▸ Consignes
(A) D'après le texte extrait, de combien de jours est le délai de réflexion qu'on peut demander avant de répondre à une proposition de composition pénale ?
(B) Réécrivez le passage du texte extrait commençant par "Pour qu’elle soit" et se terminant par "à commettre l’infraction.", en remplaçant "stage civique" par "stage de citoyenneté".

Que vous soyez auditionné librement ou placé en garde à vue, ces échanges ont pour but d’écrire une déposition dans laquelle vous allez donner votre version des faits. Soyez donc précis, ne cédez pas à la pression, ne vous accusez pas de choses que vous n’avez pas commises (ne vous accusez pas d’être l’organisateur si vous êtes juste DJ).

Une fois la déposition terminée, vous pourrez la relire. N’hésitez pas à demander à ce qu’elle soit modifiée pour qu’elle corresponde exactement à ce que vous voulez dire. Ce sera l’occasion de corriger vos propos si vous vous êtes un peu laissé aller face à l’officier de police judiciaire.

Restez toujours correct et respectueux avec ceux qui vous interrogent. Si la soirée s’est bien passée, pensez bien à relativiser l’importance de ce dont on vous accuse. Ce n’est qu’une fête après tout…

LES SUITES PÉNALES

Après vos dépositions, les forces de l’ordre transmettent votre dossier au Procureur de la République qui décidera des suites de l’affaire :

  • Procéder au classement de l’affaire sans suite
  • Proposer une composition pénale (ce point est traité dans le paragraphe suivant)
  • Faire un rappel à la loi (ce point sera traité dans le paragraphe qui suivra)
  • Poursuivre devant le tribunal

Cette décision vous sera transmise par courrier. Elle peut parfois être très longue (6mois/1an).

La composition pénale

La composition pénale est une procédure qui permet au Procureur de la République de proposer à une personne ayant commis une infraction des mesures autres que des poursuites judiciaires. Elle évite donc un procès pénal.

Pour qu’elle soit acceptée, il faut que la personne reconnaisse les faits et accepte qu’il y ait une composition pénale. Les mesures prises par le Procureur de la République vont de l’amende (dont le montant ne peut pas être supérieur à celui de l’amende encourue pour l’infraction ou le délit) au stage civique en passant par le travail d’intérêt général ou la confiscation de la chose ayant servi à commettre l’infraction.

Si on vous propose une mesure de composition pénale, vous recevrez une convocation à une audience au Tribunal de Grande Instance devant un délégué du Procureur de la République.

Votre présence est obligatoire sinon la proposition sera considérée comme refusée. Vous n’avez pas besoin d’un avocat puisque ce n’est pas un jugement et vous ne pourrez pas faire valoir vos arguments.

Vous n’avez que 3 possibilités (vous devrez simplement cocher une case sur le document) :

  • Accepter la mesure immédiatement. (A faire si l’amende est vraiment minime)
  • Demander un délai de réflexion de 10 jours avant de répondre. Ce délai vous permet alors d’évaluer les risques, de prendre des conseils (c’est le moment de contacter un avocat ou le service juridique de Freeform pour avoir un conseil) et de vous renseigner sur le niveau des sanctions infligées par votre juridiction qui varient sensiblement en fonction de votre situation géographique. Attention car l’absence de réponse à la proposition dans ce délai de 10 jours, équivaut à un refus.

▸ Extrait de données
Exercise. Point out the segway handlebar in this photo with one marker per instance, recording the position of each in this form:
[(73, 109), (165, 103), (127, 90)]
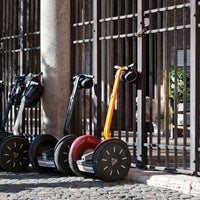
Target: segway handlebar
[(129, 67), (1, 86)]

▸ Réponses finales
(A) Le délai de réflexion est de 10 jours.

(B)
Pour qu’elle soit acceptée, il faut que la personne reconnaisse les faits et accepte qu’il y ait une composition pénale. Les mesures prises par le Procureur de la République vont de l’amende (dont le montant ne peut pas être supérieur à celui de l’amende encourue pour l’infraction ou le délit) au stage de citoyenneté en passant par le travail d’intérêt général ou la confiscation de la chose ayant servi à commettre l’infraction.